**Record excerpts**.
-=-=-=-=-

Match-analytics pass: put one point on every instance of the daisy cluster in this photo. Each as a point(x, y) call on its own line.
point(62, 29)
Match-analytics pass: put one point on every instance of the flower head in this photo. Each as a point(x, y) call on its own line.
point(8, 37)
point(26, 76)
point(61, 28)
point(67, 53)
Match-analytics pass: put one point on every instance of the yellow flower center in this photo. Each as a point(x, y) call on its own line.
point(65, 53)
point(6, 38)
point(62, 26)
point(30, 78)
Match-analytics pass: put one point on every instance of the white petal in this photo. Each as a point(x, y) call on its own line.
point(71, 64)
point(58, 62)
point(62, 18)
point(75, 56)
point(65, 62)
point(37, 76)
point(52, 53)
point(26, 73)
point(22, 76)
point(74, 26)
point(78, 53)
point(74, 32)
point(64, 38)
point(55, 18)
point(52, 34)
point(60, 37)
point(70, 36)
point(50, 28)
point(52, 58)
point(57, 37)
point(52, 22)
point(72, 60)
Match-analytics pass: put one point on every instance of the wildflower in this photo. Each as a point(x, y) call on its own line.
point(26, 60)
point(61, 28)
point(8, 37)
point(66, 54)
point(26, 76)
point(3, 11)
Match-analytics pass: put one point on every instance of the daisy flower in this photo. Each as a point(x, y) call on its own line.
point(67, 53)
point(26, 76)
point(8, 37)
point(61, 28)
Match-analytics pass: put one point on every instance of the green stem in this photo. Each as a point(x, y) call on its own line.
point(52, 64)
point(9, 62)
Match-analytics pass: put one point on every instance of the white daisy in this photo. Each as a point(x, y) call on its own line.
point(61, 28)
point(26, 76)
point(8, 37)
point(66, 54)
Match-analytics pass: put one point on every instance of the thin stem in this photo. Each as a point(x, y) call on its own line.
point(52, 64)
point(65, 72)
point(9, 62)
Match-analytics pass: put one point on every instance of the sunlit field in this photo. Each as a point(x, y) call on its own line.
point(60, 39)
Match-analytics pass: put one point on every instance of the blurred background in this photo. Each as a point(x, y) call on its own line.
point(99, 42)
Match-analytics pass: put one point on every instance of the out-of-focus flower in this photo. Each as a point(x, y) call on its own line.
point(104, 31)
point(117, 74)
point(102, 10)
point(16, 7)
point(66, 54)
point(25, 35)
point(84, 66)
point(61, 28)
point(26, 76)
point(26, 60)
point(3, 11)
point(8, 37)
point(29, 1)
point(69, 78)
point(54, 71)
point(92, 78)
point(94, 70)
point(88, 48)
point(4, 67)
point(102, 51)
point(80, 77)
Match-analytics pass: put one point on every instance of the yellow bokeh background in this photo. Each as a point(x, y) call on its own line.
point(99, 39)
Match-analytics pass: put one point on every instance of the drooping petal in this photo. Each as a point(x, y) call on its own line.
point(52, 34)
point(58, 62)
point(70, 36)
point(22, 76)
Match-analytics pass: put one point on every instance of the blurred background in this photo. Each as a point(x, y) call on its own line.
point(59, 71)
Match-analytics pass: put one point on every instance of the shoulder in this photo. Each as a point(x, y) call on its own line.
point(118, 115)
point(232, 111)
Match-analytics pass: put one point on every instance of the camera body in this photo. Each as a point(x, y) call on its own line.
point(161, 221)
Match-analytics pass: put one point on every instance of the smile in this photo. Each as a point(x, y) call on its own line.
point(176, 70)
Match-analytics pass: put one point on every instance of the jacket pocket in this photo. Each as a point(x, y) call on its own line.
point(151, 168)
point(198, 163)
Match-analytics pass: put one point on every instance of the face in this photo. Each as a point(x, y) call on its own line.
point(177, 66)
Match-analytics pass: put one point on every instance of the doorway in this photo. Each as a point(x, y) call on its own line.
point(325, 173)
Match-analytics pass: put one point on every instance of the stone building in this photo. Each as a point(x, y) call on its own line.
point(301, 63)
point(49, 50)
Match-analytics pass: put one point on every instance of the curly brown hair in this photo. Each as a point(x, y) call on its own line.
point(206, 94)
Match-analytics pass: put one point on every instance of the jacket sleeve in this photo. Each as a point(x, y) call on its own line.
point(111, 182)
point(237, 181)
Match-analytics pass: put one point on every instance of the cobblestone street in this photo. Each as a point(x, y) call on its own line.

-=-=-=-=-

**Task item**. Retype the data. Keep every word as it stands.

**Response below**.
Match-analytics pass: put one point on every instance of the daisy cluster in this photo. Each as a point(x, y) call on its own line.
point(62, 29)
Match-analytics pass: put one point on every instance of the flower head in this photo. Each as a point(x, y) call on its own line.
point(8, 37)
point(26, 76)
point(61, 28)
point(67, 53)
Match-analytics pass: put one point on every instance of the yellow flower center in this photo. Each as a point(x, y) call on its own line.
point(65, 53)
point(6, 38)
point(62, 26)
point(30, 78)
Match-analytics pass: put one point on every instance of the white petal in this photo. Each as a point(x, y) call on its own line.
point(71, 64)
point(58, 62)
point(62, 18)
point(75, 56)
point(65, 62)
point(37, 76)
point(52, 53)
point(26, 73)
point(22, 76)
point(74, 26)
point(78, 53)
point(74, 32)
point(64, 38)
point(55, 18)
point(52, 34)
point(60, 37)
point(70, 36)
point(50, 28)
point(52, 58)
point(57, 37)
point(52, 22)
point(72, 60)
Match-analytics pass: put one point on every instance of the wildflower in this photo. Each as a point(x, y) call on its own line.
point(26, 60)
point(61, 28)
point(8, 37)
point(66, 54)
point(26, 76)
point(3, 11)
Match-analytics pass: put one point on every instance of the daisy flower in this photo. Each as a point(x, y) call on its own line.
point(67, 53)
point(26, 76)
point(8, 37)
point(61, 28)
Match-analytics pass: put one point on every instance of the green stem in this photo. Each as a point(x, y) call on its own line.
point(52, 64)
point(9, 62)
Match-analytics pass: put one point on every instance of the white daisy in this photo. Each as a point(x, y) call on its own line.
point(61, 28)
point(26, 76)
point(8, 37)
point(66, 54)
Match-analytics pass: put one point on every instance of the thin stem in this photo. Each as a point(x, y) call on its own line.
point(52, 64)
point(65, 72)
point(9, 62)
Match-analytics pass: put one point on every instance of the sunlit field in this photo. Each as a point(x, y) call on its own line.
point(60, 39)
Match-analytics pass: put one point on every instance of the blurred background in this photo. Each as a point(x, y) call on its own line.
point(99, 42)
Match-analytics pass: put one point on every instance of the out-of-focus flower in this photo. Each as a point(x, y) call on its own line.
point(104, 31)
point(117, 74)
point(102, 10)
point(16, 7)
point(66, 54)
point(25, 35)
point(84, 66)
point(61, 28)
point(26, 76)
point(26, 60)
point(3, 11)
point(8, 37)
point(29, 1)
point(69, 78)
point(54, 71)
point(92, 78)
point(94, 70)
point(88, 48)
point(4, 67)
point(102, 51)
point(80, 77)
Match-analytics pass: put one point on every instance of the yellow bokeh background in this photo. Each as a point(x, y) call on its own line.
point(99, 39)
Match-analytics pass: put one point on every instance of the drooping petal in this photo. Each as a point(x, y) call on its own line.
point(52, 34)
point(58, 62)
point(70, 36)
point(22, 76)
Match-analytics pass: put one point on every instance of the blurred background in this photo. Each as a point(x, y) call on its own line.
point(59, 71)
Match-analytics pass: put one point on every instance of the shoulder in this photo. Each as a point(x, y) call on its own line.
point(118, 115)
point(232, 111)
Match-analytics pass: put one point on every instance of the camera body in this photo. Each as a point(x, y) call on its own line.
point(161, 221)
Match-analytics pass: put one point on every instance of the smile in this photo. Each as a point(x, y) call on its own line.
point(176, 70)
Match-analytics pass: put one point on every instance of the jacket pocket in this photo. Each as a point(x, y) call on its own line.
point(151, 168)
point(198, 163)
Match-analytics pass: put one point on every instance of the face in this photo. Each as a point(x, y) call on its own line.
point(177, 66)
Match-analytics pass: put one point on every instance of the doorway in this photo. Each as a point(x, y) call on its own line.
point(325, 173)
Match-analytics pass: put one point on every instance of the stone building in this photo. Each as a point(x, y) call on its own line.
point(301, 63)
point(49, 50)
Match-analytics pass: put one point on every instance of the curly brown hair in this photo. Each as a point(x, y) call on its own line.
point(206, 94)
Match-analytics pass: put one point on every instance of the jacket sleeve in this photo. Each as a point(x, y) call on its own line.
point(111, 182)
point(237, 181)
Match-analytics pass: put one point on every instance of the cobblestone street in this photo. Each as a point(x, y) call on its own line.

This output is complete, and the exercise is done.